_Exercise goal_
Copy every one of the records below word for word, omitting the pictures.

_Records for outline labeling_
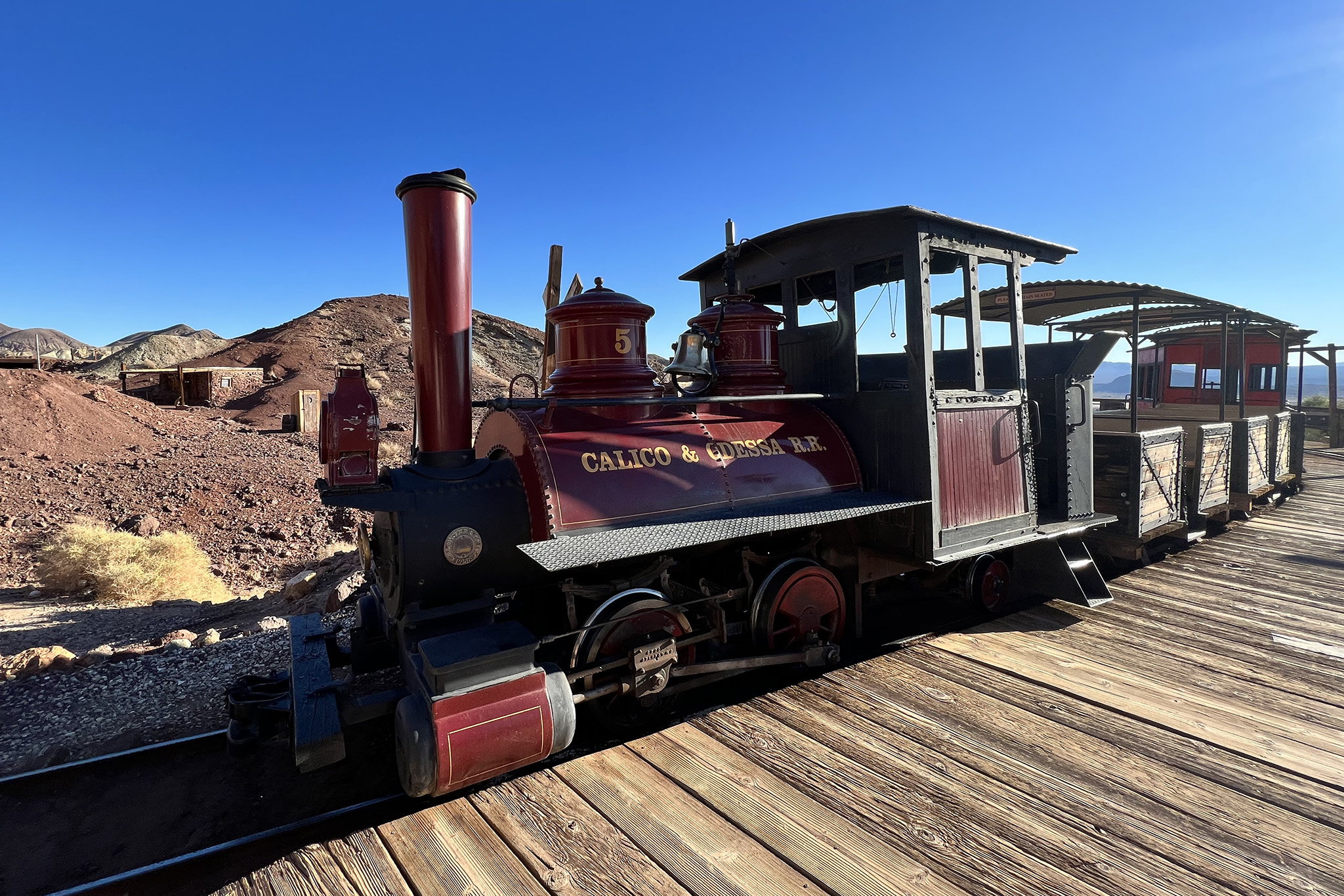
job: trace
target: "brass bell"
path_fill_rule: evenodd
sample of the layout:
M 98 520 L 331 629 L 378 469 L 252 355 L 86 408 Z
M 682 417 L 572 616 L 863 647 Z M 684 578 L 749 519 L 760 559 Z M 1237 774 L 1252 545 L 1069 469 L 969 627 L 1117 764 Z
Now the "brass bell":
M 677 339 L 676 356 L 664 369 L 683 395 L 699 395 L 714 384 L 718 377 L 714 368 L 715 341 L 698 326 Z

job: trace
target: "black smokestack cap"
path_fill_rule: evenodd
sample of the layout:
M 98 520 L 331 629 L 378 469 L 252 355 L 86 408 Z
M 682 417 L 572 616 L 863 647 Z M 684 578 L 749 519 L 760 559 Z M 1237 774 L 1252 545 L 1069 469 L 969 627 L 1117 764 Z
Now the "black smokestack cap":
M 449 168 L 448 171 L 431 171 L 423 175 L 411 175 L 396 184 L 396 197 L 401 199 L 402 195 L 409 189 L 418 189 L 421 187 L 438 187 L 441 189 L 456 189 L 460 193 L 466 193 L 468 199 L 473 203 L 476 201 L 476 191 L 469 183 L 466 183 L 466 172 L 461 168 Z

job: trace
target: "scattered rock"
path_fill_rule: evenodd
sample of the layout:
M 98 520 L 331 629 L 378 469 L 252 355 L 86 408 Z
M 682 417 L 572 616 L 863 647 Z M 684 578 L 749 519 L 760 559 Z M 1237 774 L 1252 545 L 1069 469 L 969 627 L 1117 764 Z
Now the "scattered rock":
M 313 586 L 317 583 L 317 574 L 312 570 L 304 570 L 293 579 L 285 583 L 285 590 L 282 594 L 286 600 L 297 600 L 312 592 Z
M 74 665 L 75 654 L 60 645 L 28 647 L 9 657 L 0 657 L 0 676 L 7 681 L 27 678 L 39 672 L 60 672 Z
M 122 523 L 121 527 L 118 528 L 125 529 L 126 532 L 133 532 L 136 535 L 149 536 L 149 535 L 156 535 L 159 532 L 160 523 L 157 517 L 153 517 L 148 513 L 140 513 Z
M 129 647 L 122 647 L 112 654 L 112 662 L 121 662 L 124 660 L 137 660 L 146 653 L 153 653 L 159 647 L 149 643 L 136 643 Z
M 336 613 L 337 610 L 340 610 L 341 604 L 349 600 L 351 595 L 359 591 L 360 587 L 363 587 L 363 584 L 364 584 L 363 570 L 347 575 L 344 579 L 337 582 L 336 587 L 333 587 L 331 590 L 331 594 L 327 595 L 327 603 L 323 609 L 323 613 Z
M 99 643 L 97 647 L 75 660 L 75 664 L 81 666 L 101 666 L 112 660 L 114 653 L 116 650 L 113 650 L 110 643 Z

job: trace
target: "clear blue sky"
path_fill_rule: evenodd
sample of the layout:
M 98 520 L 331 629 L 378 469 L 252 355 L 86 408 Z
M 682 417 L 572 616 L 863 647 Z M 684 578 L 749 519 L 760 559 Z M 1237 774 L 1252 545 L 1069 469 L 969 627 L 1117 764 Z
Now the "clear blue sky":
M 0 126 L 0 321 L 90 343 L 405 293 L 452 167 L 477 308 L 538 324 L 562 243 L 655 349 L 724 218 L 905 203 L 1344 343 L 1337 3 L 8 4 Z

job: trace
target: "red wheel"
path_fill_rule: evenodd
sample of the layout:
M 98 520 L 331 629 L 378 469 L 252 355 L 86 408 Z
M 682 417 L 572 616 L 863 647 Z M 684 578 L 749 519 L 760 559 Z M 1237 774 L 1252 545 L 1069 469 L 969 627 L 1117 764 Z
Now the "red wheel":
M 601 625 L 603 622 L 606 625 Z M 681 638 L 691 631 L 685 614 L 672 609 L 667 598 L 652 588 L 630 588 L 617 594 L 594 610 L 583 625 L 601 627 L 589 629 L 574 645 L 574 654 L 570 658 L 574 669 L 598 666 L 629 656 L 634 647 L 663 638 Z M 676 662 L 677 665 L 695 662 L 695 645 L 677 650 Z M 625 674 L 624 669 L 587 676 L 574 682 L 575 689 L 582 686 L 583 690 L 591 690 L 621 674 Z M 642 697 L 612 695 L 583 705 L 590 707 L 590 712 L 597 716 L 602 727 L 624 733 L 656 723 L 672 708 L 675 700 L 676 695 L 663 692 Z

_The completed task_
job: trace
target: "brass bell"
path_fill_rule: evenodd
sample of the layout:
M 98 520 L 331 629 L 378 469 L 252 355 L 86 408 Z
M 682 417 L 572 616 L 863 647 Z M 684 578 L 749 519 L 760 559 Z M 1237 774 L 1252 545 L 1069 469 L 969 627 L 1117 764 Z
Now the "brass bell":
M 677 339 L 676 356 L 664 369 L 683 395 L 699 395 L 714 384 L 718 377 L 714 368 L 715 341 L 698 326 Z

job: trace
target: "black smokestack cap"
path_fill_rule: evenodd
sample of the layout:
M 98 520 L 331 629 L 378 469 L 252 355 L 86 408 Z
M 682 417 L 572 616 L 863 647 Z M 684 578 L 749 519 L 760 559 Z M 1237 774 L 1252 545 L 1069 469 L 969 627 L 1117 764 Z
Now the "black smokestack cap":
M 449 168 L 448 171 L 431 171 L 423 175 L 411 175 L 396 184 L 396 197 L 401 199 L 402 195 L 409 189 L 418 189 L 421 187 L 438 187 L 441 189 L 456 189 L 460 193 L 466 193 L 468 199 L 473 203 L 476 201 L 476 191 L 469 183 L 466 183 L 466 172 L 461 168 Z

job: trace
target: "scattered rock"
path_fill_rule: evenodd
sample of the layout:
M 98 520 L 331 629 L 378 469 L 252 355 L 86 408 Z
M 682 417 L 572 616 L 863 647 Z M 684 578 L 749 519 L 760 559 Z M 1237 774 L 1252 545 L 1069 469 L 969 627 L 1117 764 Z
Now the "scattered rock":
M 313 586 L 317 583 L 317 574 L 312 570 L 304 570 L 293 579 L 285 583 L 285 590 L 282 594 L 286 600 L 297 600 L 312 592 Z
M 74 665 L 75 654 L 60 645 L 28 647 L 9 657 L 0 657 L 0 676 L 7 681 L 27 678 L 39 672 L 60 672 Z
M 122 523 L 121 527 L 118 528 L 125 529 L 126 532 L 133 532 L 136 535 L 149 536 L 149 535 L 156 535 L 159 532 L 160 523 L 157 517 L 153 517 L 148 513 L 140 513 Z
M 129 647 L 122 647 L 112 654 L 112 662 L 121 662 L 124 660 L 137 660 L 146 653 L 153 653 L 159 647 L 149 643 L 136 643 Z
M 336 613 L 337 610 L 340 610 L 341 604 L 349 600 L 351 595 L 359 591 L 360 587 L 363 587 L 363 584 L 364 584 L 363 570 L 347 575 L 344 579 L 337 582 L 336 587 L 333 587 L 331 590 L 331 594 L 327 595 L 327 603 L 323 609 L 323 613 Z
M 99 643 L 97 647 L 75 660 L 75 664 L 81 666 L 101 666 L 112 660 L 114 653 L 116 650 L 113 650 L 110 643 Z

job: trace
target: "clear blue sky"
path_fill_rule: evenodd
sample of the layout:
M 98 520 L 331 629 L 378 469 L 252 355 L 86 408 Z
M 682 417 L 572 616 L 863 647 Z M 684 578 L 749 519 L 760 559 Z M 1237 774 L 1252 545 L 1069 469 L 969 627 L 1117 764 Z
Now the "clear blue sky":
M 0 126 L 0 321 L 90 343 L 405 293 L 452 167 L 477 308 L 538 324 L 562 243 L 655 349 L 724 218 L 905 203 L 1344 343 L 1337 3 L 8 4 Z

job: trace
target: "red wheel"
path_fill_rule: evenodd
sample of the layout:
M 98 520 L 331 629 L 378 469 L 252 355 L 86 408 Z
M 682 417 L 572 616 L 863 647 Z M 684 578 L 749 519 L 760 559 Z M 1237 774 L 1252 545 L 1069 469 L 969 627 L 1117 764 Z
Now the "red wheel":
M 601 625 L 603 622 L 606 625 Z M 681 638 L 691 631 L 685 614 L 672 609 L 667 598 L 652 588 L 630 588 L 617 594 L 594 610 L 583 625 L 601 627 L 589 629 L 574 645 L 574 654 L 570 658 L 574 669 L 598 666 L 629 656 L 634 647 L 663 638 Z M 676 662 L 677 665 L 695 662 L 695 645 L 677 650 Z M 625 674 L 624 669 L 587 676 L 574 682 L 575 689 L 582 686 L 583 690 L 591 690 L 621 674 Z M 642 697 L 612 695 L 583 705 L 590 707 L 590 712 L 597 716 L 602 727 L 624 733 L 656 723 L 672 708 L 675 700 L 676 695 L 663 692 Z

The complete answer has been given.